** start of Material provided **

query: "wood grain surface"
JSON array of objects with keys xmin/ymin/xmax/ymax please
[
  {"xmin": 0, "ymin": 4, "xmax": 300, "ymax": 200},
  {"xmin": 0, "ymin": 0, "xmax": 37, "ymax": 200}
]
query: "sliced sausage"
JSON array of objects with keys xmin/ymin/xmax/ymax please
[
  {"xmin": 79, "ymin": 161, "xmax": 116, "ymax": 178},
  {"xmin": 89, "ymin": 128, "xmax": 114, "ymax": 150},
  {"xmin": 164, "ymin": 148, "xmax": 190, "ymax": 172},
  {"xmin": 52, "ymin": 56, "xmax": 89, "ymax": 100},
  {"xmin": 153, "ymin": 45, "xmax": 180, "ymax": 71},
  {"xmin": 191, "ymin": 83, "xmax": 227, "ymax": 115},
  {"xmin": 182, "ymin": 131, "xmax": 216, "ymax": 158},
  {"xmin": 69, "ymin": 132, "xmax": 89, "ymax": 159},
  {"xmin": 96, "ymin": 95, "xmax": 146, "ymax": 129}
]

** end of Material provided **
** start of Material provided **

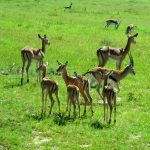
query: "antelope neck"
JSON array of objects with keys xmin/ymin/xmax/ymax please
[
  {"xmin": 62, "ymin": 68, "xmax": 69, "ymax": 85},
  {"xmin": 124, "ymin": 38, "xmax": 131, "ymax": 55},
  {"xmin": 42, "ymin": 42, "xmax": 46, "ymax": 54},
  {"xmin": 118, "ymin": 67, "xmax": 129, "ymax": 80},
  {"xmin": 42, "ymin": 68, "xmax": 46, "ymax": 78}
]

** end of Material provided **

### Stated problem
Return each line of the material above that contains the word "query".

### Written response
query: "wood grain surface"
query: "sliced sausage"
query: "antelope neck"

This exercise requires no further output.